* To do: The complete data, repeated exactly, should form your response.

* Data to use:
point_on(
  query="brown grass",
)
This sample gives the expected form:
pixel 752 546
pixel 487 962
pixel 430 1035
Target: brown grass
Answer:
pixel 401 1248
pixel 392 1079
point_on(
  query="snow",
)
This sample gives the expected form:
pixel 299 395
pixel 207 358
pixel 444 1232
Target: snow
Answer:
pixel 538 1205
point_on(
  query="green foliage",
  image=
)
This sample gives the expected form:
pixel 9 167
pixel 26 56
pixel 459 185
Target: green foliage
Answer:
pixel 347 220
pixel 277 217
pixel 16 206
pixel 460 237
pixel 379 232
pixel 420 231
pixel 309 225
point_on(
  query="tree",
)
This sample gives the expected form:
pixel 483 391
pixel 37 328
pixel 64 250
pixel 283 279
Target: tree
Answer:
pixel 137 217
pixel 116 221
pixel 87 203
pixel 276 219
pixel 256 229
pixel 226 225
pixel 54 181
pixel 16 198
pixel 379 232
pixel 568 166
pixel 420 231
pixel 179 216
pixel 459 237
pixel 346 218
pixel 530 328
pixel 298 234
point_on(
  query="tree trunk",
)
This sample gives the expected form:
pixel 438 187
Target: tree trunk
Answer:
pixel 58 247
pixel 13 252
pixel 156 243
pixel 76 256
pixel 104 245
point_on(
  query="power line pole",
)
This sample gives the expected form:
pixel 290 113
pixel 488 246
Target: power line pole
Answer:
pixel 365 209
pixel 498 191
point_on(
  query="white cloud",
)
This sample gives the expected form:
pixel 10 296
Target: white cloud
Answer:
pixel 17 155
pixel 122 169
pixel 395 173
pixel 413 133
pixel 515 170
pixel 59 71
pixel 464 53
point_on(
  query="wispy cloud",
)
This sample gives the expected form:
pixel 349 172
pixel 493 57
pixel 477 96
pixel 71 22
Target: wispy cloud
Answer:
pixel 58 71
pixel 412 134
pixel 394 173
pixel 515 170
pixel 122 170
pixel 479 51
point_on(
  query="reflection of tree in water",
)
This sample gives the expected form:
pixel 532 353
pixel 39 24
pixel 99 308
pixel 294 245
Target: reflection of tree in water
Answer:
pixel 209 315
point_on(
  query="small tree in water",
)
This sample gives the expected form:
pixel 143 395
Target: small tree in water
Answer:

* Reply to the task:
point_on(
  query="brown grass",
)
This sample gives the expected form:
pixel 752 546
pixel 487 962
pixel 430 1035
Target: brown grass
Answer:
pixel 401 1248
pixel 392 1079
point_on(
  query="snow",
)
This sample gives the expected form:
pixel 299 395
pixel 207 358
pixel 444 1232
Target: snow
Answer:
pixel 538 1205
point_on(
  query="green foliage",
  image=
)
This sample gives the expected form:
pixel 9 167
pixel 26 56
pixel 459 185
Target: green foliage
Answer:
pixel 347 220
pixel 277 217
pixel 16 206
pixel 460 237
pixel 379 232
pixel 420 231
pixel 309 225
point_on(
  query="tree",
)
This sample gives the expected form:
pixel 483 391
pixel 37 328
pixel 64 250
pixel 283 279
Target: tree
Answer:
pixel 137 217
pixel 116 221
pixel 87 203
pixel 276 219
pixel 256 229
pixel 226 225
pixel 54 181
pixel 16 198
pixel 379 232
pixel 568 166
pixel 420 231
pixel 179 216
pixel 459 237
pixel 346 218
pixel 530 328
pixel 298 234
point_on(
  query="tree trunk",
)
This sample gives the expected form:
pixel 438 187
Target: tree trunk
Answer:
pixel 58 247
pixel 13 252
pixel 156 243
pixel 76 256
pixel 104 245
point_on(
  query="power line pole",
)
This sample gives the expected form:
pixel 290 113
pixel 488 246
Target: power line pole
Answer:
pixel 365 209
pixel 498 191
point_on(
  query="white cloud",
)
This sample gives the expected form:
pixel 10 296
Target: white cloud
Answer:
pixel 17 155
pixel 122 169
pixel 395 173
pixel 413 133
pixel 515 170
pixel 59 71
pixel 464 53
point_on(
  query="wispy cloud",
)
This sample gives the expected form:
pixel 349 172
pixel 493 57
pixel 477 96
pixel 71 22
Target: wispy cloud
Answer:
pixel 58 71
pixel 412 134
pixel 394 173
pixel 515 170
pixel 122 170
pixel 479 51
point_on(
  query="reflection of tree in water",
)
This sample gives the expected form:
pixel 532 353
pixel 39 24
pixel 99 308
pixel 294 245
Target: reflection of tree in water
Answer:
pixel 209 315
point_on(
  query="small tree in water",
)
This sample gives the expected form:
pixel 143 395
Target: small tree in water
Answer:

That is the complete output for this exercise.